Record extracts -

===============

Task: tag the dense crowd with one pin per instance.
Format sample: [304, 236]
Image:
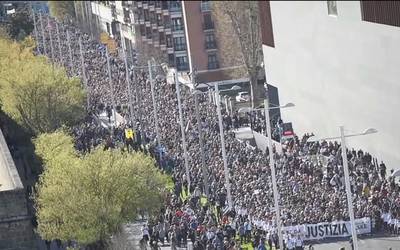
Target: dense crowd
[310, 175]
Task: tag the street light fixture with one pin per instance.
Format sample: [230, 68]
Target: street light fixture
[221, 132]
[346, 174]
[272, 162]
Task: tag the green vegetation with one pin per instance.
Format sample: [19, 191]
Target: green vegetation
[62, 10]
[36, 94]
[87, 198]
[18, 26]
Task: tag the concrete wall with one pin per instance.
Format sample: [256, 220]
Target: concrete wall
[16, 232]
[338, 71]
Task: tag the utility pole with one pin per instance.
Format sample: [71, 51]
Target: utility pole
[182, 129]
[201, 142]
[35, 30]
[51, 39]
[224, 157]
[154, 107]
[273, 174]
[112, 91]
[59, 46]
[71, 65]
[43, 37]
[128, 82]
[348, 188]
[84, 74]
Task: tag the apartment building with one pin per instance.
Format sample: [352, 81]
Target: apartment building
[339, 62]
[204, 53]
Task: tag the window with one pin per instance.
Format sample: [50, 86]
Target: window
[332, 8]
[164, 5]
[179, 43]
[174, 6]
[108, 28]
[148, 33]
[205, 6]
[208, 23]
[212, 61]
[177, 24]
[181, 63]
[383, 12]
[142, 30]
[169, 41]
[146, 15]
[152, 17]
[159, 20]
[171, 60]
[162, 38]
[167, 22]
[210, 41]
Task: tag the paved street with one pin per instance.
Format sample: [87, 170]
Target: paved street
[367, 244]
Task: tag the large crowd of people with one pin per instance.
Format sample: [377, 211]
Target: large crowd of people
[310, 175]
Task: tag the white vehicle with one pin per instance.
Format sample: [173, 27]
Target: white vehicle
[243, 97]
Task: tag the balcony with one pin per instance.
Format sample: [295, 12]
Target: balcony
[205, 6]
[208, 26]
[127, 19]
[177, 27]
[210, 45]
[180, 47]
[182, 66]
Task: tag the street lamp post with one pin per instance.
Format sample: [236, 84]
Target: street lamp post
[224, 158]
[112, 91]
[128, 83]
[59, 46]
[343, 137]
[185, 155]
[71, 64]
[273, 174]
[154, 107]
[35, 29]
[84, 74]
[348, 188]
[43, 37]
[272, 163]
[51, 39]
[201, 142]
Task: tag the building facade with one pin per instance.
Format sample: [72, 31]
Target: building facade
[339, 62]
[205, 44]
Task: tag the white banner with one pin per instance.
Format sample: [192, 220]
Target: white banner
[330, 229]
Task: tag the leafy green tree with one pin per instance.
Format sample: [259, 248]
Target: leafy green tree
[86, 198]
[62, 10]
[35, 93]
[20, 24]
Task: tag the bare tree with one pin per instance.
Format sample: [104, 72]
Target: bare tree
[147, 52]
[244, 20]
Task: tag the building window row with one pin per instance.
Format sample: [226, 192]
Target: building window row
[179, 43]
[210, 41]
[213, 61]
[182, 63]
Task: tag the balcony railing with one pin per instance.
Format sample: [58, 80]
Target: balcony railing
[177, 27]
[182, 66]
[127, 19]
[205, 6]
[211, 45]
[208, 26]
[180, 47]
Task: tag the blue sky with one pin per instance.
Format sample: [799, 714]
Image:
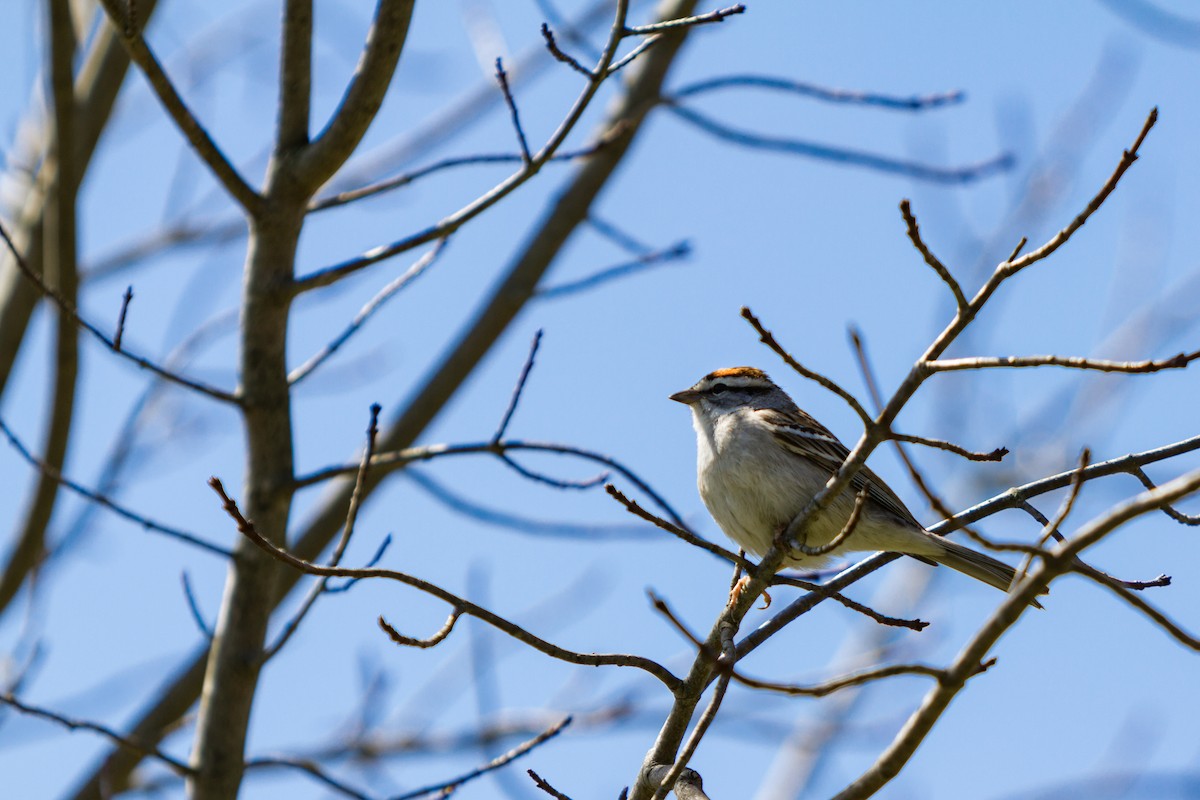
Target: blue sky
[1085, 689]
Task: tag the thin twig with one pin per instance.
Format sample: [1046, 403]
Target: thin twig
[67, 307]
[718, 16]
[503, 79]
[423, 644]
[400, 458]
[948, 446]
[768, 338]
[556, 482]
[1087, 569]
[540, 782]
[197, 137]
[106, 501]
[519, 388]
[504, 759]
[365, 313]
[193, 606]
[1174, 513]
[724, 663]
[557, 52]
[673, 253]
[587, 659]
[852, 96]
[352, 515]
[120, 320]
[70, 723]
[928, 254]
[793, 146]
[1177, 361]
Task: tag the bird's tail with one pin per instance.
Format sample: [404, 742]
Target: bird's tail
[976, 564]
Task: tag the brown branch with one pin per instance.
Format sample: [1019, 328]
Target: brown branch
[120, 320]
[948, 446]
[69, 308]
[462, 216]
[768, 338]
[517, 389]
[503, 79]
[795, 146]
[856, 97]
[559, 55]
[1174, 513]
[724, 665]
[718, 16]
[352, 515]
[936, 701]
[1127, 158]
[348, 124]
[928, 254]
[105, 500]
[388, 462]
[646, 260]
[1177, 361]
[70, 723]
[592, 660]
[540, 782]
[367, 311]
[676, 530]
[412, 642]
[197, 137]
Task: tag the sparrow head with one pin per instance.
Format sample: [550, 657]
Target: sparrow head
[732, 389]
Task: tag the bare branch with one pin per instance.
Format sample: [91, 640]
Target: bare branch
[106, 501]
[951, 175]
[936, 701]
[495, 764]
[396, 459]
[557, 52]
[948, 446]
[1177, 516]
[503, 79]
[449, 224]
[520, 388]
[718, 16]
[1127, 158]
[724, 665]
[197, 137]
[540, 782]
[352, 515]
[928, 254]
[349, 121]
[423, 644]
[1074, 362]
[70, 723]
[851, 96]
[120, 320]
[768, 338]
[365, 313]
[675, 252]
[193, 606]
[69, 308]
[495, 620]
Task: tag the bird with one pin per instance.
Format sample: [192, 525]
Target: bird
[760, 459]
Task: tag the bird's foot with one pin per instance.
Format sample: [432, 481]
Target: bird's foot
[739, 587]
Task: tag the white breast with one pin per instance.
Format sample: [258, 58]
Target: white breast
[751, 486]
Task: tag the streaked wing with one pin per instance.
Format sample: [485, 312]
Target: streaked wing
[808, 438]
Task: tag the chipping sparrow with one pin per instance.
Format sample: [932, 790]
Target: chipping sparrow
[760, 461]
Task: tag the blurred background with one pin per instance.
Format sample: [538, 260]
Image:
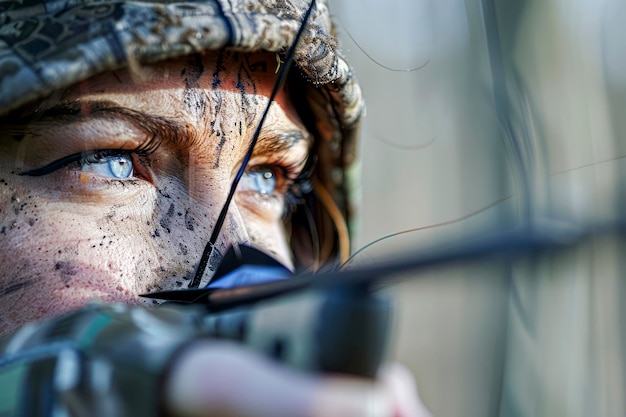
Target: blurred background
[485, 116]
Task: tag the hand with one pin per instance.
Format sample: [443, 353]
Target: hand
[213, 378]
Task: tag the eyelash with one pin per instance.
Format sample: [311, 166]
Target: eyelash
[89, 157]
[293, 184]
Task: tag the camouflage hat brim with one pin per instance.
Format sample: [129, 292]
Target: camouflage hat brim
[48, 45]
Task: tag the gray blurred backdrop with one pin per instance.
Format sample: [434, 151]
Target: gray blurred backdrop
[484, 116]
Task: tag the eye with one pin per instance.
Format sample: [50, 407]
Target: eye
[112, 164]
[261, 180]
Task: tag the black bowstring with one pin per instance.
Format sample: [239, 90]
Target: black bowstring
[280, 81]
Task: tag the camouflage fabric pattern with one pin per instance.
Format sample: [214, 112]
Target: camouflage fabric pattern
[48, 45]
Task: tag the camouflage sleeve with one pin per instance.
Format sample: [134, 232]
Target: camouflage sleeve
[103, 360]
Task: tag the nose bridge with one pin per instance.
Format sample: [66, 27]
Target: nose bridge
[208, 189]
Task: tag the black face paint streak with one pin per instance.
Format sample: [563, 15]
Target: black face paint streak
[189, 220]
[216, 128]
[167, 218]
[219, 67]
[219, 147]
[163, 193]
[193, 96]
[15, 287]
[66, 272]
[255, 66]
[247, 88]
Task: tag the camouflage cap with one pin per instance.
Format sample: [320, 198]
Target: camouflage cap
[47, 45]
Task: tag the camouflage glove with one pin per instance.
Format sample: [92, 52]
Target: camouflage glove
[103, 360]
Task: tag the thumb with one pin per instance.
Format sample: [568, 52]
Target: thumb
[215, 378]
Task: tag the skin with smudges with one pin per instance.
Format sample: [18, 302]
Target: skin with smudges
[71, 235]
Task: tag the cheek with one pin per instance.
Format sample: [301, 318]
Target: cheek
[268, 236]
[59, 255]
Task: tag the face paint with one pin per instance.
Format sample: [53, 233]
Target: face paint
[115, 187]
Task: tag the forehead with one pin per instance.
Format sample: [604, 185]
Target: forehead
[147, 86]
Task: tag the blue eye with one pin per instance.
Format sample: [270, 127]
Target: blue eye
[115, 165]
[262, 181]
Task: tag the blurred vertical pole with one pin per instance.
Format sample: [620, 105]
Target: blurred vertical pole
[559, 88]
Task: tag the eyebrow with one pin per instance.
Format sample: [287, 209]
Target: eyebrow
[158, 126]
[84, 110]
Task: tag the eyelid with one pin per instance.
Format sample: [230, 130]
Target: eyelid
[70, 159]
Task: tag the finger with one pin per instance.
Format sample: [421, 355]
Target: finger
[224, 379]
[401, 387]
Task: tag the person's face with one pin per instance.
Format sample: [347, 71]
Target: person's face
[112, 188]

===============

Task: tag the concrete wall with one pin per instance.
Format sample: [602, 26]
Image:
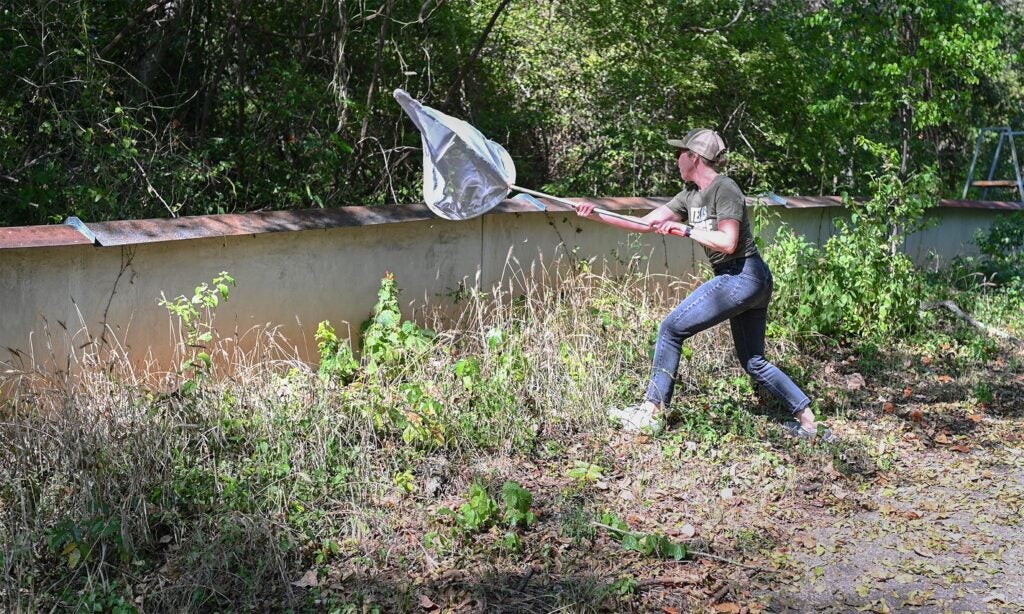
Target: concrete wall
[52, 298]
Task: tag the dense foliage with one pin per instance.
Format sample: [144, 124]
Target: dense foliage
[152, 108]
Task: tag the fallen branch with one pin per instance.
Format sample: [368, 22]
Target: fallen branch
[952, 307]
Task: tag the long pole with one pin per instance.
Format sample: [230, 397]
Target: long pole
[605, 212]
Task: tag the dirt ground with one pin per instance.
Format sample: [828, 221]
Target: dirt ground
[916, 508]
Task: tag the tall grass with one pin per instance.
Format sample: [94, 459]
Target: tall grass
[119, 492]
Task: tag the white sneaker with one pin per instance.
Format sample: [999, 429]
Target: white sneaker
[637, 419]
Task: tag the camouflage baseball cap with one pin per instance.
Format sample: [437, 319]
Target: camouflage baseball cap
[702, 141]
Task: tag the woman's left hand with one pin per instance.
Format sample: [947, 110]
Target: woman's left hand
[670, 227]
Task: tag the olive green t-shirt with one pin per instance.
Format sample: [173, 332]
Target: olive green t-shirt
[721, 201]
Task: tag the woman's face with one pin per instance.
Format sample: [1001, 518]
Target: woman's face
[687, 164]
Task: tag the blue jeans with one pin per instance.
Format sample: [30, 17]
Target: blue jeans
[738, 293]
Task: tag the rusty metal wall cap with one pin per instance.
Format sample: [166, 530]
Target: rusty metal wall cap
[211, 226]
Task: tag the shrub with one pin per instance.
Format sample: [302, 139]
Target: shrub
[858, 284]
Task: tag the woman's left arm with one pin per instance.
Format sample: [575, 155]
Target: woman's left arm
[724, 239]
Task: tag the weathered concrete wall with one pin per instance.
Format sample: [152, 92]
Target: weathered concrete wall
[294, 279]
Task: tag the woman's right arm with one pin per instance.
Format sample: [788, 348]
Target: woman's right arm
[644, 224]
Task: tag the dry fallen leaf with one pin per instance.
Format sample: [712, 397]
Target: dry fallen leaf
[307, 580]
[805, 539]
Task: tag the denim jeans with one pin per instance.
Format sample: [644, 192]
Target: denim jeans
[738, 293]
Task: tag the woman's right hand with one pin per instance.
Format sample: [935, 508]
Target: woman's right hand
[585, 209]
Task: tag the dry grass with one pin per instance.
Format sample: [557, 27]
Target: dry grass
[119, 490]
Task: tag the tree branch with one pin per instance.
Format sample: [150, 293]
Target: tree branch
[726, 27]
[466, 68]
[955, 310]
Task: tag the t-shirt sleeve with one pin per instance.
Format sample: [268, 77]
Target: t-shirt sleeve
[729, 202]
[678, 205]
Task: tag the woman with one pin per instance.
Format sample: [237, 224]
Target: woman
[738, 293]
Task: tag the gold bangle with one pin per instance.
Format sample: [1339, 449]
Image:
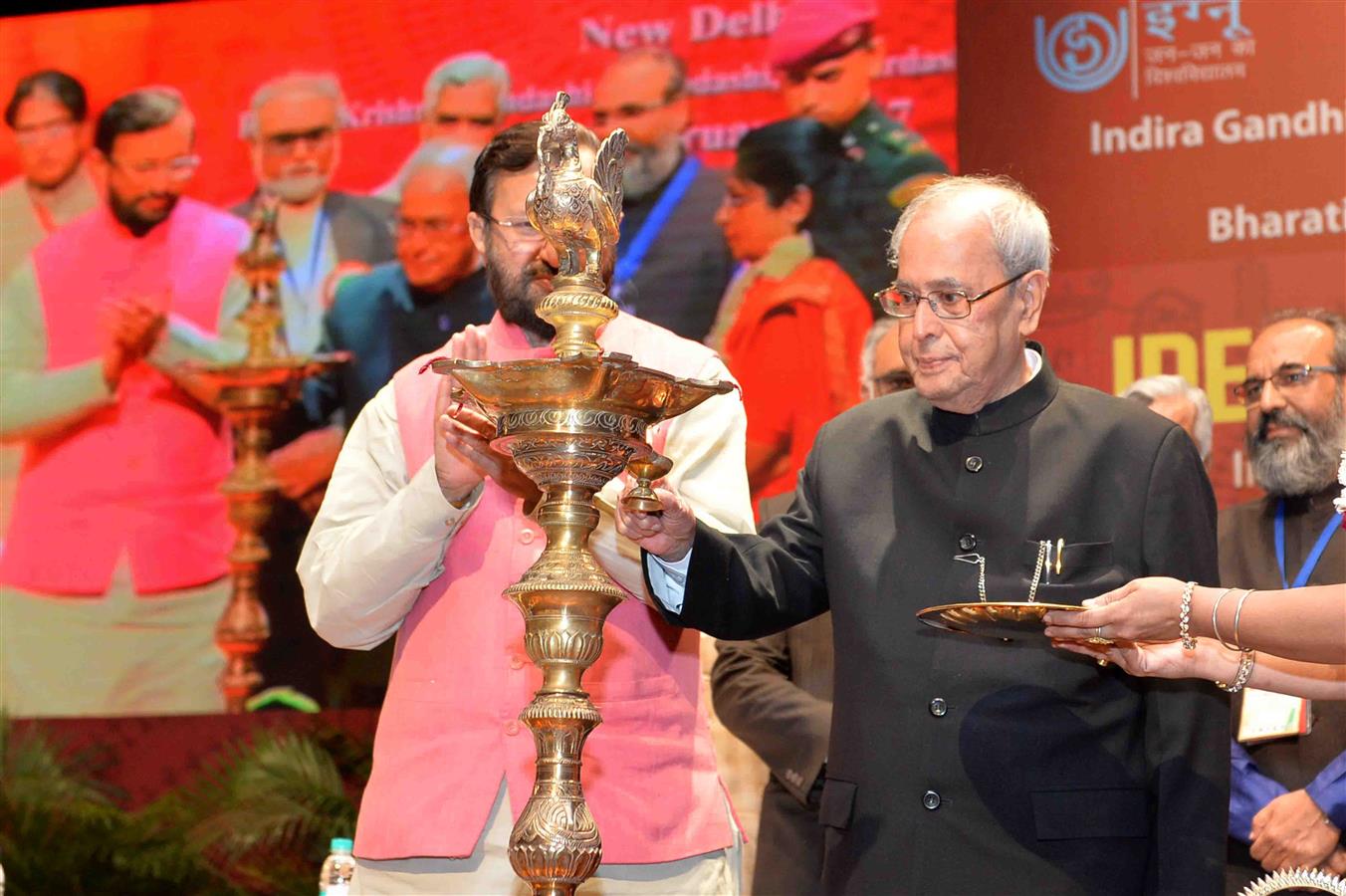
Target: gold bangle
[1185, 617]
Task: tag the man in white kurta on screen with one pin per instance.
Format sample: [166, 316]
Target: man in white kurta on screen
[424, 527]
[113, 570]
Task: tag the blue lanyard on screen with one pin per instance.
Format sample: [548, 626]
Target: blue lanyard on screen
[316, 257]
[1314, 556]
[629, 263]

===============

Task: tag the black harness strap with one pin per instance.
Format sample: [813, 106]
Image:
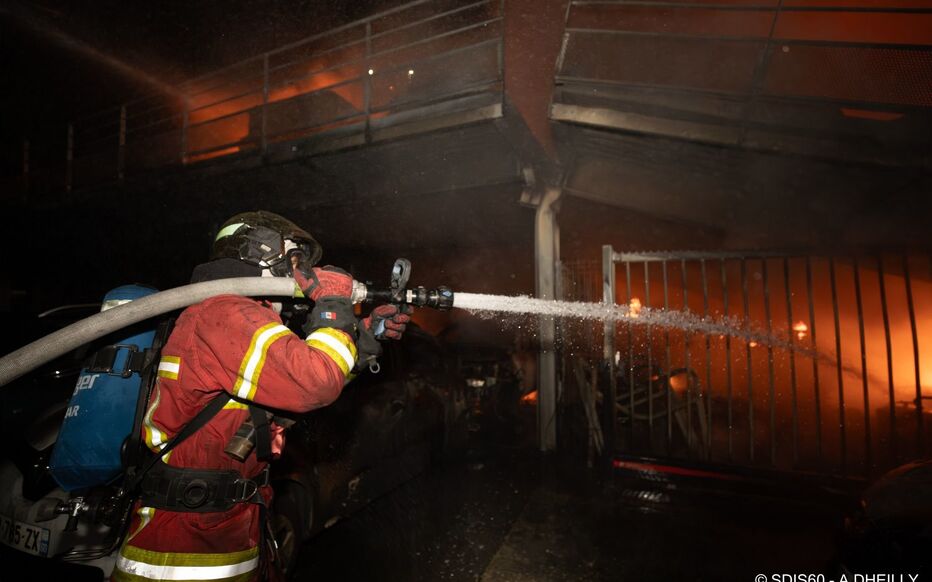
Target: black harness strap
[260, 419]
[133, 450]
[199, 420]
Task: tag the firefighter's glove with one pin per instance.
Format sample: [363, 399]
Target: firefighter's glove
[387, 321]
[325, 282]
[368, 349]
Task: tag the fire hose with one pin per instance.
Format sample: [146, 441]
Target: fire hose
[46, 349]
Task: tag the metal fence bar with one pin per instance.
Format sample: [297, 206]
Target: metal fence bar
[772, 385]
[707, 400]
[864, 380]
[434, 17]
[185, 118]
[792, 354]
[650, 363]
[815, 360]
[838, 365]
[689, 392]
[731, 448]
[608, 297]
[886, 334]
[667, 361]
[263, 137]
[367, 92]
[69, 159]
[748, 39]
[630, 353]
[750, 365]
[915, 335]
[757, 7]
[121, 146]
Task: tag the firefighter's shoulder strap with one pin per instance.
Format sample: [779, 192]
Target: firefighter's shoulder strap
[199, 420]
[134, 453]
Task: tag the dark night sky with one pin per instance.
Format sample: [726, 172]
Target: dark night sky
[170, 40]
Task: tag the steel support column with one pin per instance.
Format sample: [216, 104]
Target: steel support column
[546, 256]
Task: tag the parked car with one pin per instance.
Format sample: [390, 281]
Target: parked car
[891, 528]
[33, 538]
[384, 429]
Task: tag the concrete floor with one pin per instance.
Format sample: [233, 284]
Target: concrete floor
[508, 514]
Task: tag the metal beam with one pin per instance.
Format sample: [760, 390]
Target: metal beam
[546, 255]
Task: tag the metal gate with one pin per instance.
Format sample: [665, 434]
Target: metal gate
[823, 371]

===============

Exercise directions -
Return every line of the rows above that contains the string "metal", copying each one in full. Match case exactly.

Result below -
Task: tag the rusty metal wall cap with one pin per instance.
Target: rusty metal wall cap
Task: tag the metal fence bar with one pin per instance.
Target: metal fence bar
Task: tag the metal beam with one pin per instance.
Target: metal beam
Task: tag the metal gate with one pin per instance.
Target: metal gate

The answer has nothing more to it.